Task to carry out: A single number is wanted: how many lines of the records below contain the word "dark".

== Input data ==

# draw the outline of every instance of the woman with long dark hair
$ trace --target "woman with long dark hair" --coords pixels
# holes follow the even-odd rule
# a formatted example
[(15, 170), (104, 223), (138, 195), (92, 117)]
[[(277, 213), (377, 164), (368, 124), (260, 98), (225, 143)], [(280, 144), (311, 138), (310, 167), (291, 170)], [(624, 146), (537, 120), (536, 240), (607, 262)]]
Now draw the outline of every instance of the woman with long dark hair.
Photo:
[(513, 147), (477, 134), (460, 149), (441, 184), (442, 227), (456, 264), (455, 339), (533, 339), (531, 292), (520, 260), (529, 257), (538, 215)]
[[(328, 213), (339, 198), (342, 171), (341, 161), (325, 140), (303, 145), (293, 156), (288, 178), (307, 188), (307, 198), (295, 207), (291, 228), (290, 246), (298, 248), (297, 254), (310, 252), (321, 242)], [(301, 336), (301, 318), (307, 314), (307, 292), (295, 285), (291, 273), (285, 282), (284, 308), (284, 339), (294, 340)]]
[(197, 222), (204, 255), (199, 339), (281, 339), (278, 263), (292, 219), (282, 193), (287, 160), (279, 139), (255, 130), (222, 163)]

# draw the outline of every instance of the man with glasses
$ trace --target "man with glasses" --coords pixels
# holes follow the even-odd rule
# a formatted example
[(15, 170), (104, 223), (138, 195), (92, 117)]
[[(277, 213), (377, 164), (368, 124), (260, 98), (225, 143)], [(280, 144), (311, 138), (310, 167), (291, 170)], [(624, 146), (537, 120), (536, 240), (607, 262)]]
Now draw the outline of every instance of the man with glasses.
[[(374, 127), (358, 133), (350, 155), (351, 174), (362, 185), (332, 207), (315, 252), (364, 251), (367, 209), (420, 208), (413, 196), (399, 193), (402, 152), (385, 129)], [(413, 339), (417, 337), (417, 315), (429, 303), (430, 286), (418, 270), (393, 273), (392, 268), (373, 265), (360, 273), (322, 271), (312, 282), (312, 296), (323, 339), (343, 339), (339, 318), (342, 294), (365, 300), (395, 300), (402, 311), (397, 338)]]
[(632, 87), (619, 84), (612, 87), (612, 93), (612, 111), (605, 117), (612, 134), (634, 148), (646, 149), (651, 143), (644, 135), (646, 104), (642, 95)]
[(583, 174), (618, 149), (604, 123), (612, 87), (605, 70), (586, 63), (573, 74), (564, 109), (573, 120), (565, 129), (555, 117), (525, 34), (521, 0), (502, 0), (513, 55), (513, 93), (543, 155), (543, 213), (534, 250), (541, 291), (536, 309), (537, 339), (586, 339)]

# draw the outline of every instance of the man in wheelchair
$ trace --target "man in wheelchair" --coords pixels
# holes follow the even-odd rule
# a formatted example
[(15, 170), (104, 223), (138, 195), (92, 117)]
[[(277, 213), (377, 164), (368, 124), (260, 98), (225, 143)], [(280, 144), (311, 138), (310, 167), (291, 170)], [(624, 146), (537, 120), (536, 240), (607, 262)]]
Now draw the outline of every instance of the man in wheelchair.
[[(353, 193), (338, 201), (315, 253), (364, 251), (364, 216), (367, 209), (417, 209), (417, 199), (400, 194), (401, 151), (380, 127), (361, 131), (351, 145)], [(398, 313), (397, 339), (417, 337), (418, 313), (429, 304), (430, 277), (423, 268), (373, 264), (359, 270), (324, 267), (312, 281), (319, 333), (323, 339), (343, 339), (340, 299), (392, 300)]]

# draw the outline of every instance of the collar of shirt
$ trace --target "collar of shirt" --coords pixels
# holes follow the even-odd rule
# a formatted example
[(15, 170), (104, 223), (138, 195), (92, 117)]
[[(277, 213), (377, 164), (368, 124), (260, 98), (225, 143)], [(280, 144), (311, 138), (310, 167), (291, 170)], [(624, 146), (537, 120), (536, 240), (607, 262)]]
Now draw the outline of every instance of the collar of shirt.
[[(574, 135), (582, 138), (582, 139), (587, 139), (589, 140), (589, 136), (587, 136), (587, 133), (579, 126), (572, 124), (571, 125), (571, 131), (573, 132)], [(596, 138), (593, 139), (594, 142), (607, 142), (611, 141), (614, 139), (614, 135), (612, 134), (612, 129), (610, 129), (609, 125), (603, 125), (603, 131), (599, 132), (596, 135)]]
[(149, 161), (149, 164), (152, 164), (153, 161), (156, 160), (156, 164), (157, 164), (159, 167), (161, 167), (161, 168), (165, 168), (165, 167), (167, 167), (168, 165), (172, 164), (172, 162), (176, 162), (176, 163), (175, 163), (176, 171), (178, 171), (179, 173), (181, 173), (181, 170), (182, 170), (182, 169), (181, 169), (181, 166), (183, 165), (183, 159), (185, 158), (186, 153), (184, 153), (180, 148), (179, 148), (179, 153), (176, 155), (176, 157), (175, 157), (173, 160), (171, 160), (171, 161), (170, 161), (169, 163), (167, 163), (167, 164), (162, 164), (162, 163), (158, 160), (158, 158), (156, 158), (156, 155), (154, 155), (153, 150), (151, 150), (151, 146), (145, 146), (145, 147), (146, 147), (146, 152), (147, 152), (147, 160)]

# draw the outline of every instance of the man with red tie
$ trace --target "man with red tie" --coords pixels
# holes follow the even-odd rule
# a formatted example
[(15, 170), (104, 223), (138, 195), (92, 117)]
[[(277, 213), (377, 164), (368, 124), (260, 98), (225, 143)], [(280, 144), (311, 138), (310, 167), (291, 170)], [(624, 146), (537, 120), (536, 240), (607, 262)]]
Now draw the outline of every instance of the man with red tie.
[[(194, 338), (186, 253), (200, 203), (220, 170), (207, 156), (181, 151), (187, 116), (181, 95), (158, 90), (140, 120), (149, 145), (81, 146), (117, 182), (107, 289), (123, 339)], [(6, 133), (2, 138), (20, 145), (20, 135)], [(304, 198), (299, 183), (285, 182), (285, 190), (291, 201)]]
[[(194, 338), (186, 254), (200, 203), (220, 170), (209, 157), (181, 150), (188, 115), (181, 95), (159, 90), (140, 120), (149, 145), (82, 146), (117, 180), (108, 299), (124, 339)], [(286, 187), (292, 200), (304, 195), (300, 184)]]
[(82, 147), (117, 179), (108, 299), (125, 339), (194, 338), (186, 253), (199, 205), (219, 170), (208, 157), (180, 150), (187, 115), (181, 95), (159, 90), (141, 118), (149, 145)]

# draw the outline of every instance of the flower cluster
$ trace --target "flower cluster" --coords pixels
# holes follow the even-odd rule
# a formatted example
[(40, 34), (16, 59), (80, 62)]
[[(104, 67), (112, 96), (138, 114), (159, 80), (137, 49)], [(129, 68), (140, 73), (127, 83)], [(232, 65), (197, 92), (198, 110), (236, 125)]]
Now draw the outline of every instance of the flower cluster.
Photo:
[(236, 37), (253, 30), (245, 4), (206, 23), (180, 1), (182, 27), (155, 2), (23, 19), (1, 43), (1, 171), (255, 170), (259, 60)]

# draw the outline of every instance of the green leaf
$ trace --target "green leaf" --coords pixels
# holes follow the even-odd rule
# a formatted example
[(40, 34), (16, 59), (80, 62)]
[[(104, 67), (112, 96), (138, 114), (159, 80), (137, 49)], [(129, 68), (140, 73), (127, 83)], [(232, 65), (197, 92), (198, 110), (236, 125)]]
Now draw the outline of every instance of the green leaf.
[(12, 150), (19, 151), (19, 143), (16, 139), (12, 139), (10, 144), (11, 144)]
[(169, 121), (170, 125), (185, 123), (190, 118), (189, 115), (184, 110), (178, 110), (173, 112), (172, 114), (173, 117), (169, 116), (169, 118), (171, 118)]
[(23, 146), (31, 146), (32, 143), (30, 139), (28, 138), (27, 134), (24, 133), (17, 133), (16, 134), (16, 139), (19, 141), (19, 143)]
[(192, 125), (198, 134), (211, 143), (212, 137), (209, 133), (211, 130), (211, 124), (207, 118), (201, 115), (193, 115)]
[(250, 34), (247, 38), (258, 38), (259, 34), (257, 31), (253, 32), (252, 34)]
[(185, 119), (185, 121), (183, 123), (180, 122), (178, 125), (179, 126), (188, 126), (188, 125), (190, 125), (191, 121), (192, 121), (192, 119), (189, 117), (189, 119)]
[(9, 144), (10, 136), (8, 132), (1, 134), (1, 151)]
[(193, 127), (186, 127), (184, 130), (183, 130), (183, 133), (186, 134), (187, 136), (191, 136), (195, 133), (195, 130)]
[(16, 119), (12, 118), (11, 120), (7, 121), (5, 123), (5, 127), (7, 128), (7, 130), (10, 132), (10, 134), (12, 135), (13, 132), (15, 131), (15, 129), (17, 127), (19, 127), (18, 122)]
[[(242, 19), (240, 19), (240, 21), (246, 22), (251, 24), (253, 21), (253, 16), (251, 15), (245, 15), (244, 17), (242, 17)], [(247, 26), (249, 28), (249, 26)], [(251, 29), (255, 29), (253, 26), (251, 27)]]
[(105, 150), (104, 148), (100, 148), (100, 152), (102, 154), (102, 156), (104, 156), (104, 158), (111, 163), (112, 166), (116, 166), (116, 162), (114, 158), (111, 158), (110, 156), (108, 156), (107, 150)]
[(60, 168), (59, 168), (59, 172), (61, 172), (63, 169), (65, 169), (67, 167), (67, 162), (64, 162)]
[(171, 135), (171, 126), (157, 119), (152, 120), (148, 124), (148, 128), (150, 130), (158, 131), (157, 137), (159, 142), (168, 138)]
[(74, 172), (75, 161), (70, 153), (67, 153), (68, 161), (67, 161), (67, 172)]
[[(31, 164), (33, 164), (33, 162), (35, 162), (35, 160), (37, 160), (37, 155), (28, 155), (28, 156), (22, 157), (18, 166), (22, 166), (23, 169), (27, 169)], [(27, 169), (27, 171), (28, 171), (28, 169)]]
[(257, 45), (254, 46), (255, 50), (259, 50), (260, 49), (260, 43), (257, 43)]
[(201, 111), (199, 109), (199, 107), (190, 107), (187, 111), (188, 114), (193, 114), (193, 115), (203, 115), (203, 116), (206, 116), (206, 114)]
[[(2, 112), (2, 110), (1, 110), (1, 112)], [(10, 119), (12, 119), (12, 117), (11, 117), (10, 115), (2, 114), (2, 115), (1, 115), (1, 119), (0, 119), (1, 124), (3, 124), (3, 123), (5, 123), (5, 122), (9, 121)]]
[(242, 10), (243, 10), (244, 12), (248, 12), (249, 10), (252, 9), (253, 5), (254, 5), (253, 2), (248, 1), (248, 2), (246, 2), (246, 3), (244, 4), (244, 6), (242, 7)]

===

Exercise answer: 3